Required action: When you reach the entries below, transcribe each line word for word.

Referring expression data:
==========

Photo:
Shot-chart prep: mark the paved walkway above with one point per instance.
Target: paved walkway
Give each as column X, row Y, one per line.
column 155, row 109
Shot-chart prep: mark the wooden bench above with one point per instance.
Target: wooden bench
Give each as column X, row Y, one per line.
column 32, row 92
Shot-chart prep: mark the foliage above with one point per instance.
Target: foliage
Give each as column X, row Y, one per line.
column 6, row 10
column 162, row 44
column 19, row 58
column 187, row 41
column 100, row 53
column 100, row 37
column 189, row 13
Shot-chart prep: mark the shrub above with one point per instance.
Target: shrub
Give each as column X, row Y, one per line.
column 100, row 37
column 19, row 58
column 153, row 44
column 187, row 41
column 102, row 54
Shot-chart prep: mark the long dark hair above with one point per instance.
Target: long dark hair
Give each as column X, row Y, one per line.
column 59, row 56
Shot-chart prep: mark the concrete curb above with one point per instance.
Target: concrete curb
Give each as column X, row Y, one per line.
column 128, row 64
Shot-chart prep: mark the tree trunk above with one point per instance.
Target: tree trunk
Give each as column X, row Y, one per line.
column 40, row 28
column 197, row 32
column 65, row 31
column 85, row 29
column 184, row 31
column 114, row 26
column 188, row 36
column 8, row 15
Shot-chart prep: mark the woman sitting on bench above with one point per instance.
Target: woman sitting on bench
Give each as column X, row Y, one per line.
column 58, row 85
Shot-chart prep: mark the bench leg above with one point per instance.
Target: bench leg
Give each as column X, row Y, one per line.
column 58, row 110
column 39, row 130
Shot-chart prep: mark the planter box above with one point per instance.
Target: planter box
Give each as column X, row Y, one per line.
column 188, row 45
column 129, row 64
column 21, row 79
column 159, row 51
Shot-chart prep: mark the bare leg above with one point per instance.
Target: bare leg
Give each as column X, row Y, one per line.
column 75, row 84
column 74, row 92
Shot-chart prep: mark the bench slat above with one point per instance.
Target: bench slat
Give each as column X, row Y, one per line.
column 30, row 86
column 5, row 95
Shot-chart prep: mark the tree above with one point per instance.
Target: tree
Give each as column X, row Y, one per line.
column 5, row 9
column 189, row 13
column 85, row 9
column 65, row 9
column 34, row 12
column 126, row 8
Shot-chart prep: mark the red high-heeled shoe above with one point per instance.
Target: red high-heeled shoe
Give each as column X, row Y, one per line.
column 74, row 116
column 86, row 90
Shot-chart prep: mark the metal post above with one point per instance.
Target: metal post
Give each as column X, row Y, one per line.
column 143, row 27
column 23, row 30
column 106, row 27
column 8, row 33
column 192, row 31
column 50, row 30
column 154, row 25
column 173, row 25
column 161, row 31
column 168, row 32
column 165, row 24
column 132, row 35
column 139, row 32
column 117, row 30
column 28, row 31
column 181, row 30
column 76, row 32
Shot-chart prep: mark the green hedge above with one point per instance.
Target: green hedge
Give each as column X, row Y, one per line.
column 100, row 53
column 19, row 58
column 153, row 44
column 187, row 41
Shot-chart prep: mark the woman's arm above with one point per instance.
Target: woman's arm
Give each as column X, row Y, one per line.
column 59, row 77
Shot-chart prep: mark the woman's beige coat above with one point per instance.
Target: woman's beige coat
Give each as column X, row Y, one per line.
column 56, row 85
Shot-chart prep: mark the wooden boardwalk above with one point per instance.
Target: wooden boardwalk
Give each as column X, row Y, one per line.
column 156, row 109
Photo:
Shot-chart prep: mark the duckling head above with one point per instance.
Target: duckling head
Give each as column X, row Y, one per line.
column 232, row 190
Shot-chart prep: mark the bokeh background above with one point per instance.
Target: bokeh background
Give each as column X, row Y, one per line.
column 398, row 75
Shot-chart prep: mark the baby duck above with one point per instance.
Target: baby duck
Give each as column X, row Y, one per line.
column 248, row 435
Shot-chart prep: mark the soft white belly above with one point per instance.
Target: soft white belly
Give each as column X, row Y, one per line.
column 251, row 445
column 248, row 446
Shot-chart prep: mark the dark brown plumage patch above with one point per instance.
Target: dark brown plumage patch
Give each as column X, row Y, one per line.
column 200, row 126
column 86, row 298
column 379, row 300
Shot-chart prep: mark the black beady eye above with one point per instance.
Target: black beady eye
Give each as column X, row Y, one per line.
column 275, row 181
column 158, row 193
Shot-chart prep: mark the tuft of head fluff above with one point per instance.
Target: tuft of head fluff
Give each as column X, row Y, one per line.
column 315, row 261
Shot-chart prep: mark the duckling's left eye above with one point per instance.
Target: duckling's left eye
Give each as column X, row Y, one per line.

==========

Exercise result:
Photo:
Shot-chart prep: mark the paved walkway above with one point per instance.
Target: paved walkway
Give each as column X, row Y, one per line.
column 155, row 109
Shot-chart prep: mark the wooden bench above with one point per instance.
Target: wooden bench
Give each as column X, row Y, one per line.
column 32, row 92
Shot-chart prep: mark the foliage above with one point per instance.
Target: foliage
Give each as column X, row Y, one per line.
column 6, row 10
column 162, row 44
column 19, row 58
column 187, row 41
column 100, row 53
column 100, row 37
column 189, row 13
Shot-chart prep: mark the shrub above with one point per instance.
Target: shrub
Give each as column X, row Y, one per line.
column 100, row 37
column 19, row 58
column 153, row 44
column 187, row 41
column 102, row 54
Shot-chart prep: mark the long dark hair above with one point per instance.
Target: long dark hair
Give each as column X, row Y, one per line.
column 59, row 56
Shot-chart prep: mark the concrete curb above with one point per instance.
Target: concrete curb
Give each as column X, row Y, one per line.
column 128, row 64
Shot-chart prep: mark the tree trunk above with one point per instance.
Target: tree trunk
Give each as column X, row Y, one per line.
column 40, row 28
column 197, row 32
column 65, row 31
column 85, row 29
column 184, row 31
column 114, row 26
column 188, row 36
column 8, row 15
Shot-chart prep: mark the woman sitting on bench above with one point per instance.
Target: woman sitting on bench
Give each as column X, row Y, one per line.
column 58, row 85
Shot-chart prep: mark the bench leg above with one point per instance.
Target: bench leg
Give each as column X, row Y, one per line.
column 58, row 110
column 39, row 130
Shot-chart prep: mark the planter box above with one point per instance.
Target: planter box
Give each as column X, row Y, one per line.
column 188, row 45
column 129, row 64
column 21, row 79
column 159, row 51
Shot-chart prep: mark the bare leg above with one point per instance.
Target: bare leg
Give each as column X, row Y, one per line.
column 75, row 84
column 74, row 92
Shot-chart prep: mark the bench slat above with one point per instance.
Target: bench slat
Give each as column X, row Y, one per line.
column 30, row 86
column 5, row 95
Shot-chart prep: mark the tree above with one point per instance.
Target: tree
Give each as column X, row Y, one per line.
column 5, row 9
column 189, row 13
column 85, row 9
column 65, row 9
column 34, row 12
column 126, row 8
Shot-chart prep: mark the red high-heeled shoe above with one point per instance.
Target: red high-heeled shoe
Give each as column X, row Y, one per line.
column 74, row 116
column 86, row 90
Shot-chart prep: mark the metal post above with one point per instance.
Target: metal post
Give each as column X, row Y, one per line.
column 143, row 27
column 23, row 30
column 106, row 27
column 8, row 33
column 192, row 31
column 50, row 30
column 154, row 25
column 173, row 25
column 161, row 31
column 168, row 32
column 165, row 24
column 132, row 35
column 139, row 32
column 117, row 30
column 28, row 31
column 181, row 30
column 76, row 32
Shot-chart prep: mark the green hedge above with one point per instance.
Target: green hedge
Give each as column X, row Y, one per line.
column 100, row 53
column 19, row 58
column 153, row 44
column 187, row 41
Shot-chart prep: mark the woman's arm above with one point per instance.
Target: woman's arm
Give each as column X, row Y, one per line.
column 59, row 77
Shot-chart prep: mark the woman's beige coat above with one point per instance.
Target: woman's beige coat
Give each as column X, row Y, one per line.
column 56, row 85
Shot-chart prep: mark the wooden boardwalk above with one point per instance.
Target: wooden boardwalk
Give each as column X, row Y, one per line.
column 156, row 109
Photo:
Shot-chart prep: mark the duckling head above with one point per instance.
Target: duckling head
Give each as column X, row Y, one per line.
column 232, row 190
Shot-chart prep: mark the bokeh background above with one point per instance.
Target: bokeh background
Give each as column X, row Y, one per line.
column 398, row 75
Shot-chart prep: mark the baby duck above with one point per instance.
Target: baby duck
Give each as column X, row Y, one per line.
column 248, row 435
Shot-chart prep: mark the soft white belly above with one point per instance.
Target: soft white belly
Give each as column X, row Y, one per line.
column 251, row 445
column 248, row 446
Shot-chart prep: mark the dark brown plumage patch above with one point per instance.
Target: dark brown plumage patch
Give each as column X, row Y, one per line.
column 200, row 126
column 86, row 298
column 379, row 300
Shot-chart prep: mark the black beady eye above with one point per instance.
Target: black beady eye
Give each as column X, row Y, one per line.
column 275, row 181
column 158, row 193
Shot-chart prep: mark the tuft of head fluff above with one point per instance.
Target: tuft of head fluff
Give each as column X, row Y, one per line.
column 315, row 261
Shot-chart prep: mark the duckling's left eye above with one point per instance.
Target: duckling's left eye
Give each as column X, row Y, one per line.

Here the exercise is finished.